Dataset records:
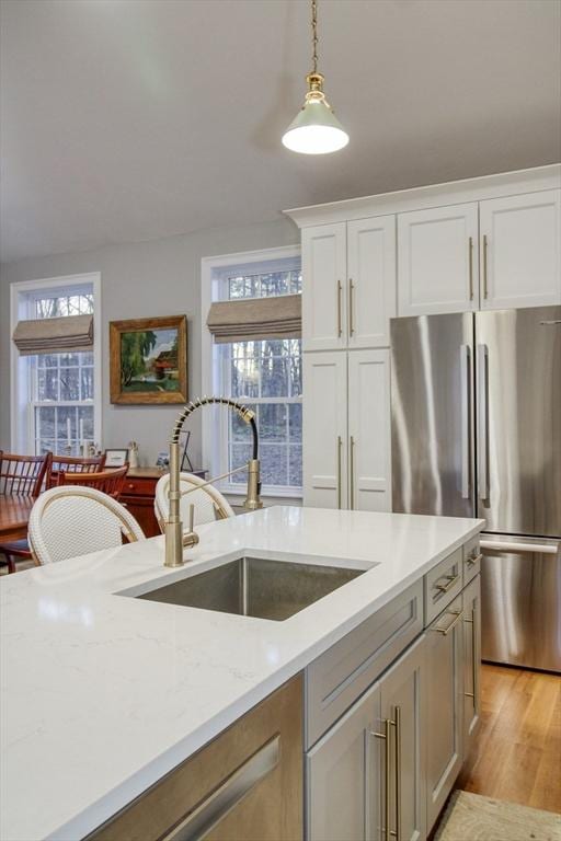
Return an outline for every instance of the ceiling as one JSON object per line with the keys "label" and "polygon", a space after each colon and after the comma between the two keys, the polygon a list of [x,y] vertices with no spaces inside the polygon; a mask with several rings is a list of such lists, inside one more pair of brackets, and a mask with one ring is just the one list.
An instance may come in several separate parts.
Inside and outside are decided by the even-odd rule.
{"label": "ceiling", "polygon": [[278,218],[561,158],[559,0],[320,0],[351,135],[280,135],[306,0],[2,0],[2,260]]}

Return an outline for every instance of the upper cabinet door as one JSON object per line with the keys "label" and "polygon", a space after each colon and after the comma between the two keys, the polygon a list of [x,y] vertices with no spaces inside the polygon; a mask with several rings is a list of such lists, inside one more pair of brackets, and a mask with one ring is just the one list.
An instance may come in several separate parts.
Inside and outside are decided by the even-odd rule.
{"label": "upper cabinet door", "polygon": [[348,354],[348,507],[391,510],[389,350]]}
{"label": "upper cabinet door", "polygon": [[561,303],[561,189],[480,204],[481,308]]}
{"label": "upper cabinet door", "polygon": [[304,504],[346,508],[346,352],[304,355]]}
{"label": "upper cabinet door", "polygon": [[396,315],[396,217],[347,223],[350,348],[389,347]]}
{"label": "upper cabinet door", "polygon": [[479,306],[476,201],[398,215],[398,314]]}
{"label": "upper cabinet door", "polygon": [[346,223],[302,230],[302,347],[346,347]]}

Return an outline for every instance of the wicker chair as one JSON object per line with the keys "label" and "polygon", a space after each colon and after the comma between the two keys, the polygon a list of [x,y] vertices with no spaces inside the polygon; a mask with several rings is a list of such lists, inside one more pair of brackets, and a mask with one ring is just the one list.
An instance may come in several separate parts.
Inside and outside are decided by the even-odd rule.
{"label": "wicker chair", "polygon": [[124,538],[129,543],[145,540],[138,522],[119,503],[77,485],[53,487],[38,497],[27,537],[37,565],[115,549]]}
{"label": "wicker chair", "polygon": [[94,458],[75,456],[53,456],[50,470],[47,472],[46,486],[56,487],[61,473],[98,473],[105,465],[105,453]]}
{"label": "wicker chair", "polygon": [[[53,453],[45,456],[15,456],[0,450],[0,494],[37,497],[45,475],[50,469]],[[18,561],[30,561],[27,541],[12,540],[0,543],[0,557],[5,558],[8,572],[15,573]]]}
{"label": "wicker chair", "polygon": [[[224,520],[228,517],[236,517],[231,505],[228,503],[225,496],[213,487],[213,485],[205,485],[205,481],[198,476],[194,476],[192,473],[180,473],[180,488],[182,493],[181,497],[181,519],[186,525],[188,522],[188,509],[190,505],[195,506],[195,526],[201,526],[204,522],[213,522],[214,520]],[[167,473],[162,476],[156,485],[156,496],[153,500],[153,509],[156,519],[160,526],[160,530],[164,531],[164,523],[168,519],[170,510],[170,502],[168,499],[168,489],[170,486],[170,476]],[[197,488],[188,495],[184,496],[185,491],[191,488]]]}
{"label": "wicker chair", "polygon": [[57,486],[79,485],[80,487],[93,487],[103,494],[107,494],[113,499],[118,499],[125,486],[127,472],[128,464],[115,470],[104,470],[101,473],[60,473]]}

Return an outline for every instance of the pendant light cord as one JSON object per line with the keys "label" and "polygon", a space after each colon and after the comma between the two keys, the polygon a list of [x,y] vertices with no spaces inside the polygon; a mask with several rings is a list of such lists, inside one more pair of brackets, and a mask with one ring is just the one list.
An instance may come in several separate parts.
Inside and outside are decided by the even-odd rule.
{"label": "pendant light cord", "polygon": [[318,72],[318,0],[311,0],[311,33],[313,50],[311,54],[312,72]]}

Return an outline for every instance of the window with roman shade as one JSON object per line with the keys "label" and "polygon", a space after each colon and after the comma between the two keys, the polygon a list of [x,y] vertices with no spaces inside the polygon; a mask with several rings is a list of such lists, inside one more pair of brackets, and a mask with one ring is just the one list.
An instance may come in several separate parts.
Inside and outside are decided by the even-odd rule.
{"label": "window with roman shade", "polygon": [[[20,451],[78,456],[100,442],[93,276],[16,285],[12,332]],[[95,276],[98,277],[98,276]],[[88,278],[88,279],[87,279]],[[12,322],[13,324],[13,322]]]}
{"label": "window with roman shade", "polygon": [[[267,256],[253,253],[251,263],[213,269],[210,388],[256,414],[263,494],[295,497],[302,485],[301,265],[298,252]],[[232,413],[216,413],[214,423],[217,446],[208,466],[218,475],[244,464],[251,440]],[[244,486],[244,472],[220,485],[225,493]]]}

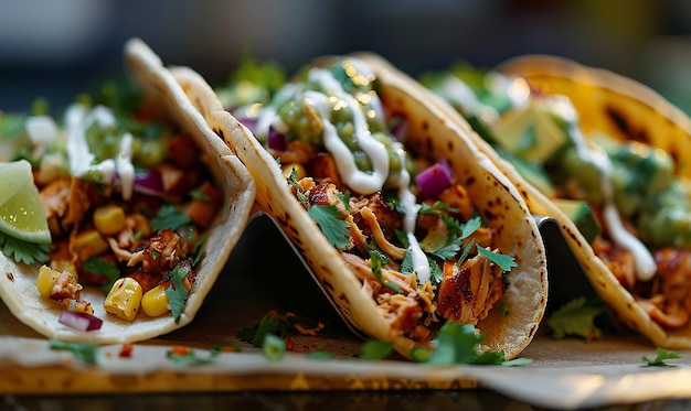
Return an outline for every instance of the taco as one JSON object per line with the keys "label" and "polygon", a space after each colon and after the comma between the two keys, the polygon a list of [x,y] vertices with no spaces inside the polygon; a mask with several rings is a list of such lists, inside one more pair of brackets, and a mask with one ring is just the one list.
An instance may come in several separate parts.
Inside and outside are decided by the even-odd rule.
{"label": "taco", "polygon": [[[108,98],[79,98],[65,122],[0,118],[22,126],[3,155],[33,165],[51,236],[31,263],[3,238],[0,296],[46,337],[124,344],[189,324],[254,202],[247,170],[158,56],[132,39],[125,60],[130,82],[117,91],[132,95],[105,87]],[[159,291],[147,307],[129,305],[147,290]]]}
{"label": "taco", "polygon": [[189,68],[173,74],[347,324],[408,358],[447,321],[476,326],[481,350],[519,355],[545,309],[545,250],[466,129],[355,55],[316,60],[285,84],[242,68],[215,90]]}
{"label": "taco", "polygon": [[640,83],[554,56],[489,72],[458,65],[421,80],[450,102],[440,106],[449,116],[476,126],[477,145],[531,212],[561,223],[624,325],[660,347],[691,347],[684,112]]}

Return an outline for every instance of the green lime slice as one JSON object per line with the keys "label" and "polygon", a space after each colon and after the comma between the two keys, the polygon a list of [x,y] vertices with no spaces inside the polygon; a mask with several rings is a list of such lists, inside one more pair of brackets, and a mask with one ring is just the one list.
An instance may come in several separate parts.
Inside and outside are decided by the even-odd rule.
{"label": "green lime slice", "polygon": [[50,244],[45,210],[25,160],[0,164],[0,231],[18,240]]}

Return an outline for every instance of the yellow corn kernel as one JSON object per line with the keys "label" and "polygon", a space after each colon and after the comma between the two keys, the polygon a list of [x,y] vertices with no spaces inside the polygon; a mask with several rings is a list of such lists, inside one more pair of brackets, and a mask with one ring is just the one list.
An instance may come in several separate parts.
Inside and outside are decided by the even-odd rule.
{"label": "yellow corn kernel", "polygon": [[118,279],[103,303],[107,313],[127,321],[135,320],[140,305],[141,285],[130,277]]}
{"label": "yellow corn kernel", "polygon": [[141,310],[150,317],[157,317],[170,311],[166,289],[156,285],[141,298]]}
{"label": "yellow corn kernel", "polygon": [[300,163],[288,163],[284,166],[280,167],[284,177],[288,179],[290,176],[290,173],[293,173],[293,169],[295,169],[295,179],[297,181],[300,181],[301,179],[304,179],[307,175],[307,172],[305,171],[305,166],[302,166],[302,164]]}
{"label": "yellow corn kernel", "polygon": [[57,272],[67,271],[76,281],[79,281],[77,268],[70,260],[51,260],[51,269]]}
{"label": "yellow corn kernel", "polygon": [[47,266],[41,266],[39,269],[39,275],[36,275],[36,288],[39,289],[39,293],[45,298],[50,298],[60,274],[60,271],[52,270]]}
{"label": "yellow corn kernel", "polygon": [[96,208],[94,226],[106,236],[120,232],[125,228],[125,209],[115,204]]}
{"label": "yellow corn kernel", "polygon": [[71,246],[82,261],[86,261],[92,256],[98,256],[108,249],[108,244],[95,229],[87,229],[77,234],[72,239]]}

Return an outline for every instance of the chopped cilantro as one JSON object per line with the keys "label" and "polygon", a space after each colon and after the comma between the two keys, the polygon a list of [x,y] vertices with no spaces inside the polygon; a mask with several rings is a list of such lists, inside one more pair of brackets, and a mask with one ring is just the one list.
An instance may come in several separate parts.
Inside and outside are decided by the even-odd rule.
{"label": "chopped cilantro", "polygon": [[350,224],[339,218],[341,212],[333,205],[315,205],[307,210],[331,245],[338,249],[350,246]]}
{"label": "chopped cilantro", "polygon": [[293,188],[295,190],[295,195],[300,201],[300,204],[302,204],[302,207],[309,208],[309,202],[307,201],[307,196],[305,195],[305,193],[302,193],[300,186],[298,185],[296,167],[293,167],[293,170],[290,171],[290,175],[288,175],[288,184],[290,184],[290,186],[293,186]]}
{"label": "chopped cilantro", "polygon": [[264,340],[262,343],[262,351],[269,361],[278,361],[283,358],[287,350],[287,343],[285,339],[272,333],[264,334]]}
{"label": "chopped cilantro", "polygon": [[374,244],[368,244],[365,247],[368,249],[368,252],[370,253],[372,274],[374,274],[376,281],[379,281],[382,285],[389,286],[397,293],[403,292],[398,285],[384,280],[384,278],[382,277],[382,266],[389,262],[390,257]]}
{"label": "chopped cilantro", "polygon": [[605,306],[600,300],[582,296],[562,305],[548,318],[546,324],[553,338],[575,335],[592,340],[599,338],[602,334],[595,326],[595,318],[604,312]]}
{"label": "chopped cilantro", "polygon": [[118,270],[113,262],[102,260],[94,256],[84,261],[83,268],[92,274],[103,275],[108,279],[108,281],[100,286],[100,290],[106,294],[110,292],[113,284],[120,278],[120,270]]}
{"label": "chopped cilantro", "polygon": [[503,271],[510,271],[513,267],[518,267],[515,259],[511,256],[499,255],[482,247],[478,247],[478,253],[499,266]]}
{"label": "chopped cilantro", "polygon": [[184,307],[184,303],[188,301],[188,296],[190,296],[189,291],[182,284],[182,279],[189,271],[189,267],[181,268],[180,266],[176,266],[170,274],[172,286],[166,289],[166,296],[168,296],[168,304],[170,305],[170,311],[176,320],[176,324],[180,322],[182,309]]}
{"label": "chopped cilantro", "polygon": [[331,359],[331,358],[333,358],[333,354],[332,353],[322,351],[322,350],[309,351],[305,356],[307,358],[310,358],[310,359]]}
{"label": "chopped cilantro", "polygon": [[368,339],[362,344],[358,358],[360,359],[384,359],[393,353],[392,342],[381,342],[376,339]]}
{"label": "chopped cilantro", "polygon": [[202,257],[204,257],[204,242],[206,242],[206,236],[200,236],[196,239],[196,242],[194,242],[194,250],[192,251],[194,259],[192,260],[192,267],[196,266]]}
{"label": "chopped cilantro", "polygon": [[341,202],[343,202],[346,210],[350,213],[350,192],[339,193],[338,197]]}
{"label": "chopped cilantro", "polygon": [[74,357],[86,364],[96,364],[98,353],[98,344],[93,343],[70,343],[55,338],[49,339],[49,347],[51,349],[65,349],[72,351]]}
{"label": "chopped cilantro", "polygon": [[161,231],[167,228],[174,231],[178,228],[187,226],[191,223],[192,220],[190,220],[190,217],[178,210],[172,204],[163,205],[158,210],[156,217],[151,218],[151,227],[157,231]]}
{"label": "chopped cilantro", "polygon": [[471,324],[446,322],[432,342],[432,348],[422,346],[411,351],[411,358],[426,364],[470,364],[470,365],[523,365],[530,359],[507,361],[503,351],[479,351],[478,345],[485,340]]}
{"label": "chopped cilantro", "polygon": [[202,202],[210,202],[211,201],[211,196],[209,194],[204,193],[201,190],[192,190],[190,192],[190,196],[193,199],[199,199],[199,201],[202,201]]}
{"label": "chopped cilantro", "polygon": [[209,351],[209,356],[200,357],[193,349],[169,349],[166,351],[166,358],[179,366],[205,365],[213,363],[219,354],[221,354],[221,350],[212,349]]}
{"label": "chopped cilantro", "polygon": [[0,247],[2,247],[2,253],[15,262],[32,264],[47,262],[52,245],[22,241],[0,232]]}
{"label": "chopped cilantro", "polygon": [[666,360],[679,358],[681,358],[679,353],[657,347],[657,357],[655,357],[653,360],[650,360],[648,357],[644,356],[642,361],[645,363],[645,367],[669,367],[670,365],[665,363]]}

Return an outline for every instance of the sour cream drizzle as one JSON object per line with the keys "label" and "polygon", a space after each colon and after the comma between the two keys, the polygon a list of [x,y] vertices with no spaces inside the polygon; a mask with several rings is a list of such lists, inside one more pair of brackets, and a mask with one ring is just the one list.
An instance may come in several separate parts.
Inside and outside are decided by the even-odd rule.
{"label": "sour cream drizzle", "polygon": [[106,159],[100,163],[93,164],[96,154],[89,151],[86,142],[86,130],[94,123],[102,128],[113,127],[115,126],[115,116],[104,106],[96,106],[91,111],[76,104],[67,108],[65,132],[70,173],[77,177],[95,173],[100,176],[99,183],[103,184],[113,184],[117,177],[123,197],[128,199],[135,181],[135,166],[131,163],[132,136],[126,133],[123,137],[116,159]]}
{"label": "sour cream drizzle", "polygon": [[605,219],[606,229],[612,240],[623,249],[629,251],[636,261],[636,278],[639,281],[648,281],[652,279],[657,271],[657,263],[648,248],[624,227],[621,216],[614,202],[614,190],[612,187],[610,177],[613,173],[613,164],[607,154],[603,151],[588,148],[585,139],[577,126],[575,109],[568,105],[561,110],[564,118],[570,125],[570,134],[576,147],[578,156],[595,165],[600,174],[600,191],[603,194],[603,218]]}
{"label": "sour cream drizzle", "polygon": [[[382,142],[372,137],[360,102],[354,96],[343,90],[341,84],[328,69],[315,67],[310,71],[308,76],[309,82],[319,84],[322,89],[332,93],[337,98],[348,105],[348,108],[352,113],[354,136],[359,147],[370,158],[370,162],[373,167],[372,172],[365,172],[358,169],[353,153],[341,140],[336,126],[333,126],[330,120],[332,107],[329,101],[329,97],[326,94],[316,90],[301,90],[296,85],[288,85],[287,88],[279,91],[276,96],[276,100],[280,100],[278,102],[281,102],[290,96],[296,99],[308,99],[322,122],[325,148],[333,155],[341,179],[343,179],[349,187],[360,194],[373,194],[381,191],[386,182],[386,179],[389,177],[389,152]],[[376,116],[383,116],[381,101],[378,98],[372,98],[370,105]],[[257,137],[266,138],[270,127],[274,127],[274,129],[279,132],[287,131],[287,126],[280,120],[276,112],[275,107],[277,106],[278,105],[270,105],[262,108],[259,117],[257,118]],[[397,186],[398,199],[404,214],[403,228],[408,240],[407,252],[411,256],[413,270],[417,275],[418,282],[424,283],[429,280],[432,269],[429,267],[427,256],[419,247],[419,242],[414,235],[417,212],[421,206],[416,203],[415,194],[413,194],[410,188],[411,175],[405,167],[405,149],[400,142],[394,142],[394,144],[398,158],[401,159],[401,171],[397,175]]]}
{"label": "sour cream drizzle", "polygon": [[398,201],[401,202],[401,207],[403,207],[403,230],[408,240],[407,252],[411,255],[413,271],[417,274],[417,281],[425,283],[429,281],[432,269],[429,268],[427,256],[419,247],[419,242],[414,234],[415,220],[417,219],[417,212],[421,206],[416,202],[415,194],[411,192],[411,174],[407,169],[403,166],[403,164],[405,164],[405,150],[402,144],[400,145],[401,148],[397,151],[402,166],[398,173]]}

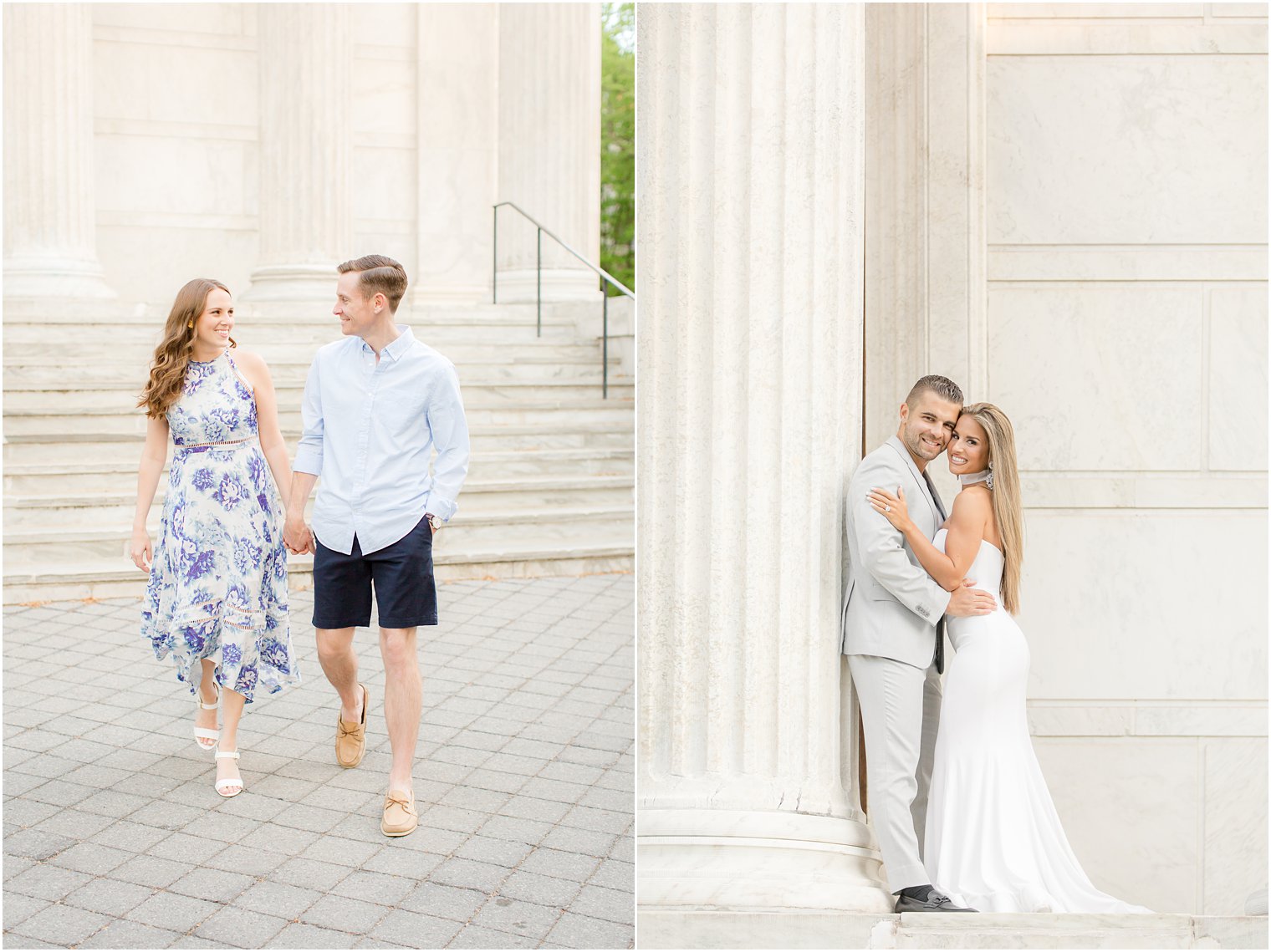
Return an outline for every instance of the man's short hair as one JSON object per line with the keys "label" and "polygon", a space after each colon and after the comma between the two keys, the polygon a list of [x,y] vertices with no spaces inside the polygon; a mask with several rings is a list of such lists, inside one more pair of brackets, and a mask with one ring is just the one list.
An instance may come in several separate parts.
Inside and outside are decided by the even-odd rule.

Task details. Print nothing but the lines from the line with "Return an outline for every instance of the man's" to the last line of the records above. Both of those lines count.

Task result.
Return an outline for every instance of the man's short hair as one JSON object per line with the keys "label" and "polygon", a space after each colon and after the comma between the two keys, the polygon a list of [x,y] vertices with no spaces inside the polygon; a mask with several rings is a list of such lists, inside one more pair of brackets, and a mask with one ring is just the one list.
An instance may come in several separate parts.
Inside and outside are decided by the even-odd rule.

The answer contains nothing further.